● Dataset content
━━━
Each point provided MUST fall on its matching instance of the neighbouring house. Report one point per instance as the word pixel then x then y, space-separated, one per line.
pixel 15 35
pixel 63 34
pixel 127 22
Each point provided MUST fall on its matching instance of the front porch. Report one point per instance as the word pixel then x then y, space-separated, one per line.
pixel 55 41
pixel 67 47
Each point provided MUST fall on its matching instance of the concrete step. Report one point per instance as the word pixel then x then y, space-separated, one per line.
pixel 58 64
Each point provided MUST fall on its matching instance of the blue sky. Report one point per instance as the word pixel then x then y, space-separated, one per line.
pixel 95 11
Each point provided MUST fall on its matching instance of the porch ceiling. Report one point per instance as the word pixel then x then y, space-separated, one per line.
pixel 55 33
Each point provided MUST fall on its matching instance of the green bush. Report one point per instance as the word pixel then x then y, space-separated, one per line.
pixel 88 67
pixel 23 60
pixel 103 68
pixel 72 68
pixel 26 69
━━━
● What the exercise asks
Only a verbatim transcription of the lines from the one containing "of the green" through the last line of the records counts as the answer.

● Task solution
Each point provided MUST fall on its matching instance of the green bush. Report one point per instance as the word pixel then x then y, space-separated, one per line.
pixel 88 67
pixel 23 60
pixel 103 68
pixel 72 68
pixel 26 69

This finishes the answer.